**Passage shown**

I feel a bit warmer to PFF. Not necessarily because the information is totally accurate and their ratings are always on the money, but (based on this article) they acknowledge the flaws we always talk about, and over the years they have constantly upgraded the way they gather and interpret the data.

Right now there are 13 NFL teams that buy their services, so it can't be just be all crap. At any rate I should mention that the article was written in Jan 2015, so they've had 2 more years of data to improve their methods. BTW- the history of how they started and what they've evolved into is fascinating.

Pro Football Focus mines endless NFL data to find subtle advantages | The MMQB with Peter King.
 
I don't mind PFF as a tool to find out some attributes/weaknesses of certain players. It's very useful in that aspect.

I just hate it when I watch SNF lineups and each players PFF rating is shown and used as a meter for how good the player is. It shouldn't be used as an end-all unit of measurement.

**What you are asked to do**
Repeat word for word the stretch of the Pro Football Focus discussion above from "Right now there" through "unit of measurement.".

Entries for pointing and labeling
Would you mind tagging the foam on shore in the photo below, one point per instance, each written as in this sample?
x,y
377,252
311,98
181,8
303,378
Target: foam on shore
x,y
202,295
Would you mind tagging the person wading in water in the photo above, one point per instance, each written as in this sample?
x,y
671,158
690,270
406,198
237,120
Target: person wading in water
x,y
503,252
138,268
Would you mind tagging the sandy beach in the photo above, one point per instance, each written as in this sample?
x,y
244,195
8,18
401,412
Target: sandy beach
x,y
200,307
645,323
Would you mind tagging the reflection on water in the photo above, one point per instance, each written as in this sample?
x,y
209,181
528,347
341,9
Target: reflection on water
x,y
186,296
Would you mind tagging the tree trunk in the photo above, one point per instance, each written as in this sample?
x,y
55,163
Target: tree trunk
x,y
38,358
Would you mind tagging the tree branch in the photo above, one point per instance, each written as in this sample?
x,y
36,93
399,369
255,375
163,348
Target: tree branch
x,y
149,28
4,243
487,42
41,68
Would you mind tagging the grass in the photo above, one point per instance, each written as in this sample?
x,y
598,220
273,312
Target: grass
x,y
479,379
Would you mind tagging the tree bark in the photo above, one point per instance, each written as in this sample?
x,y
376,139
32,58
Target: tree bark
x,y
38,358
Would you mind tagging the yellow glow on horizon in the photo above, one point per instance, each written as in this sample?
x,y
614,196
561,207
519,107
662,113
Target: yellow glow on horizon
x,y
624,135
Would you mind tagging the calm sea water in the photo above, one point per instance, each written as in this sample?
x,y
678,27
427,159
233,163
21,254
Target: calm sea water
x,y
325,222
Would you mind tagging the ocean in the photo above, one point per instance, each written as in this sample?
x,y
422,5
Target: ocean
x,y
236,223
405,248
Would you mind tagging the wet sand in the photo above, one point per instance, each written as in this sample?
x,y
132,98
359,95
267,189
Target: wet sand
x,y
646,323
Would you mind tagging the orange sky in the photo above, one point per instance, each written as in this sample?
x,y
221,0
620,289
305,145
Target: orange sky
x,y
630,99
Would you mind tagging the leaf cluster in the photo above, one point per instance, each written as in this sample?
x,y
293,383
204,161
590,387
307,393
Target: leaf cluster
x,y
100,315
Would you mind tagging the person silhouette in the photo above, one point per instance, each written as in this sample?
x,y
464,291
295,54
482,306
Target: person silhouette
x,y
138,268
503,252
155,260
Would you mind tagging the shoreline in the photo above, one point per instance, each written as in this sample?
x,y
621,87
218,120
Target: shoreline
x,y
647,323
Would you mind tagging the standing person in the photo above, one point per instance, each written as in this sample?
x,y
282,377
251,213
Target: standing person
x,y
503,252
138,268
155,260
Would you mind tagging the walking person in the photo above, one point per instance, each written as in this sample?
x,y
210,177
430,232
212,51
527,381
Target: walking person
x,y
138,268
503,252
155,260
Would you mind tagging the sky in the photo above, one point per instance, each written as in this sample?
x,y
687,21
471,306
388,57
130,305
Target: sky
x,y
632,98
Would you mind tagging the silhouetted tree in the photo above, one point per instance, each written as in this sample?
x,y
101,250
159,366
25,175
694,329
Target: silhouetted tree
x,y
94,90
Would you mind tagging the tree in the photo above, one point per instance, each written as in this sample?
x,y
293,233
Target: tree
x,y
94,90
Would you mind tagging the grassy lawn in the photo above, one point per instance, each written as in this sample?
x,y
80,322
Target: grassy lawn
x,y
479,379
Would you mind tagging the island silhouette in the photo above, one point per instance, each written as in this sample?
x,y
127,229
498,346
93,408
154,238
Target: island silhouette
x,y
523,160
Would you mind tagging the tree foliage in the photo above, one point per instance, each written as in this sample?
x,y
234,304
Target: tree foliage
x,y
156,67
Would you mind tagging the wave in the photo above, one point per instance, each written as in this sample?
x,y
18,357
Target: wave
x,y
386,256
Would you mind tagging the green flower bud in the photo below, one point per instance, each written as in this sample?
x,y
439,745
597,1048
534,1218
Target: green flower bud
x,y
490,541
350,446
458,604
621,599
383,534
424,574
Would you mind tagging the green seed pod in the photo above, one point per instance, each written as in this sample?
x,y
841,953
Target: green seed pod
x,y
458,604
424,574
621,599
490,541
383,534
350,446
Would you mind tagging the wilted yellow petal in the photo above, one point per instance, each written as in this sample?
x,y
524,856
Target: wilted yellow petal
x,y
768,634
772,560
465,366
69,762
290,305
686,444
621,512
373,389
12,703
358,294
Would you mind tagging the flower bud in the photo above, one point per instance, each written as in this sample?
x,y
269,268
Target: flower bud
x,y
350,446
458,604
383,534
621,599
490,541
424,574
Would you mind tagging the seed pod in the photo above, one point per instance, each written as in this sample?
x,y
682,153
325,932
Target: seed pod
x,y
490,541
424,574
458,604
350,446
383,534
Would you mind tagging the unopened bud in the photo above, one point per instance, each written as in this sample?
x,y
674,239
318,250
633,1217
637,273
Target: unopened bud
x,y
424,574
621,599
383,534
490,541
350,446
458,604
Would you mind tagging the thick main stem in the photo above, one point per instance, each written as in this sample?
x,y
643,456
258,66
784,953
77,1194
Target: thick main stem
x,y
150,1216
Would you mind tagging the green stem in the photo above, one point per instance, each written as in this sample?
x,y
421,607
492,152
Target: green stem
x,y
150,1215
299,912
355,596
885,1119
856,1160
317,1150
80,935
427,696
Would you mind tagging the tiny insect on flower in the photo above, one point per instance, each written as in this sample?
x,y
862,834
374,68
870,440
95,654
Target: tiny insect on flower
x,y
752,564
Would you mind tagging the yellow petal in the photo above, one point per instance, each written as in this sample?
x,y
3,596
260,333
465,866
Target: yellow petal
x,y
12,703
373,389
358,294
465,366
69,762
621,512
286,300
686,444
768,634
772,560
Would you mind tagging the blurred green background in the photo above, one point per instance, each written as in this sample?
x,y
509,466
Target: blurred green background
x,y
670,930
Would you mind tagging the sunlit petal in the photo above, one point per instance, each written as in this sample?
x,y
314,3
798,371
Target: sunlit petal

**Finished task**
Right now there are 13 NFL teams that buy their services, so it can't be just be all crap. At any rate I should mention that the article was written in Jan 2015, so they've had 2 more years of data to improve their methods. BTW- the history of how they started and what they've evolved into is fascinating.

Pro Football Focus mines endless NFL data to find subtle advantages | The MMQB with Peter King.
 
I don't mind PFF as a tool to find out some attributes/weaknesses of certain players. It's very useful in that aspect.

I just hate it when I watch SNF lineups and each players PFF rating is shown and used as a meter for how good the player is. It shouldn't be used as an end-all unit of measurement.